REQUIRED TASK: Can you give the entries from the line with "Locate the fern" to the line with "Locate the forest", both included, as a JSON list of strings with one string per line and blank lines left out?

Begin RECORD EXCERPTS

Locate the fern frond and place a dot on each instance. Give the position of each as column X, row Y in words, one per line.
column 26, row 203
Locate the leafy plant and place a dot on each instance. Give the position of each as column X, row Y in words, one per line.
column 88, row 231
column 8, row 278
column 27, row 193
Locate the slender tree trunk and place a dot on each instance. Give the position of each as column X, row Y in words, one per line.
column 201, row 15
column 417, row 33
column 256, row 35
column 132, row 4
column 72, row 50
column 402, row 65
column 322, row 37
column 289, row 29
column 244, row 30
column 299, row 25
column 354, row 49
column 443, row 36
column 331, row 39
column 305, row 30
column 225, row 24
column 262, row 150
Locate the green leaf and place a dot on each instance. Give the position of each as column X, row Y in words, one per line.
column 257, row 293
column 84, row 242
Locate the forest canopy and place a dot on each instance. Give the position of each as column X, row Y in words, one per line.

End RECORD EXCERPTS
Begin RECORD EXCERPTS

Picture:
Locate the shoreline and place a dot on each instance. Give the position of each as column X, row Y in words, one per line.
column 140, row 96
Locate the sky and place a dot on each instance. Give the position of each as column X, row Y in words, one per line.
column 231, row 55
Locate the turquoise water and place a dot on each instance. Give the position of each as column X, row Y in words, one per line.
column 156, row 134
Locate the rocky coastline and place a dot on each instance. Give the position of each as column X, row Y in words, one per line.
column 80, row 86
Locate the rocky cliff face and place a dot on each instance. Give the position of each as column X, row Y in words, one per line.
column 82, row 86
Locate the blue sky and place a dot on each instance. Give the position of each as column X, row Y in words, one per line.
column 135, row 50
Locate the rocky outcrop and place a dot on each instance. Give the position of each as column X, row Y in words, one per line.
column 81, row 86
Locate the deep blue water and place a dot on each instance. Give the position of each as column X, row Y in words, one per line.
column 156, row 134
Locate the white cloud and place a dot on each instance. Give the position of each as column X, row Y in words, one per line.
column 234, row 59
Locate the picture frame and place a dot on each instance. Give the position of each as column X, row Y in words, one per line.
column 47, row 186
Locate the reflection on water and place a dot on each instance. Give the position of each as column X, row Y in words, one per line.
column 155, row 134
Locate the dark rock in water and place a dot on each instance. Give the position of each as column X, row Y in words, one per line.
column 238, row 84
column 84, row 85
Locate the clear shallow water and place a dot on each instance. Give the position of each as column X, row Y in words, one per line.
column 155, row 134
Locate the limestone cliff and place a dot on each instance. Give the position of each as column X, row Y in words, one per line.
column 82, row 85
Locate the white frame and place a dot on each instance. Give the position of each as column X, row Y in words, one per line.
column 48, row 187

End RECORD EXCERPTS
Begin RECORD EXCERPTS

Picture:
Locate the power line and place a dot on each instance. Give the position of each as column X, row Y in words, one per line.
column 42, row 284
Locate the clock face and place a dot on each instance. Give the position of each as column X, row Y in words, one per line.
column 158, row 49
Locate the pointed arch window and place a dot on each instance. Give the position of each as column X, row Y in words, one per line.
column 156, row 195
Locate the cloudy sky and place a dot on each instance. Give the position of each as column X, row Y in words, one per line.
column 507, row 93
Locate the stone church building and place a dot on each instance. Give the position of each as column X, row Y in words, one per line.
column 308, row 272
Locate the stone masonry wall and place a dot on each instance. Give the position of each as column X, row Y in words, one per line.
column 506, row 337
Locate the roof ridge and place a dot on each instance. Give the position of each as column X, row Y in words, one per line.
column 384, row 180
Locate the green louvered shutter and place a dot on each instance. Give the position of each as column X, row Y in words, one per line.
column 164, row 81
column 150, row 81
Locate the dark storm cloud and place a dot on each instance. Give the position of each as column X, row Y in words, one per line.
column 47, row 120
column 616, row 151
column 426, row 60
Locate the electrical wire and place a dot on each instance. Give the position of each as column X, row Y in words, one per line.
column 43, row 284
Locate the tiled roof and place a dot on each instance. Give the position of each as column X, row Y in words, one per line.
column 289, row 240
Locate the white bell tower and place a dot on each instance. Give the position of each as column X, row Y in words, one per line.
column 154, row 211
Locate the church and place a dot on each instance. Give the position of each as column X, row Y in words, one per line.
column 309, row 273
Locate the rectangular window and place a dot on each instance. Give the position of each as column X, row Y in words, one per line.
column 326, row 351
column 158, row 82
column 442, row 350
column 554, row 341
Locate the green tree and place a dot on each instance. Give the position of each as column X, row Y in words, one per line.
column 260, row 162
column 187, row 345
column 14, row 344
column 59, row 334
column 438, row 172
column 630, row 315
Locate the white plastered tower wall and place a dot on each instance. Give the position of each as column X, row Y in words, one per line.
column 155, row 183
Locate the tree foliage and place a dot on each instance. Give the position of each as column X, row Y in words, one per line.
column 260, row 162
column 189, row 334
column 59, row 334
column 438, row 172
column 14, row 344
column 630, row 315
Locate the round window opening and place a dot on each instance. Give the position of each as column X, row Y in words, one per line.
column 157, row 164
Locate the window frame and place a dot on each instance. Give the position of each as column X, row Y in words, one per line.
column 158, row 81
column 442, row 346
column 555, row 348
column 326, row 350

End RECORD EXCERPTS

EXERCISE SOLUTION:
[
  "Locate the fern frond and place a dot on each instance. Give the position of each as column X, row Y in words, one per line.",
  "column 26, row 203",
  "Locate the leafy plant and place a dot on each instance. Give the position of each as column X, row Y in words, one per line.",
  "column 88, row 231",
  "column 8, row 278",
  "column 27, row 193",
  "Locate the slender tree trunk and place a dot on each instance. Give the position of each as column X, row Y in words, one per line.",
  "column 201, row 15",
  "column 417, row 33",
  "column 256, row 35",
  "column 132, row 4",
  "column 72, row 50",
  "column 402, row 65",
  "column 322, row 37",
  "column 289, row 29",
  "column 244, row 30",
  "column 299, row 25",
  "column 354, row 49",
  "column 443, row 36",
  "column 331, row 39",
  "column 305, row 30",
  "column 225, row 24",
  "column 262, row 150",
  "Locate the green leaf and place a dot on each instance. Give the position of each as column X, row Y in words, one per line.",
  "column 257, row 293",
  "column 84, row 242",
  "Locate the forest canopy and place a dot on each instance. Give the position of each as column X, row Y in words, one per line."
]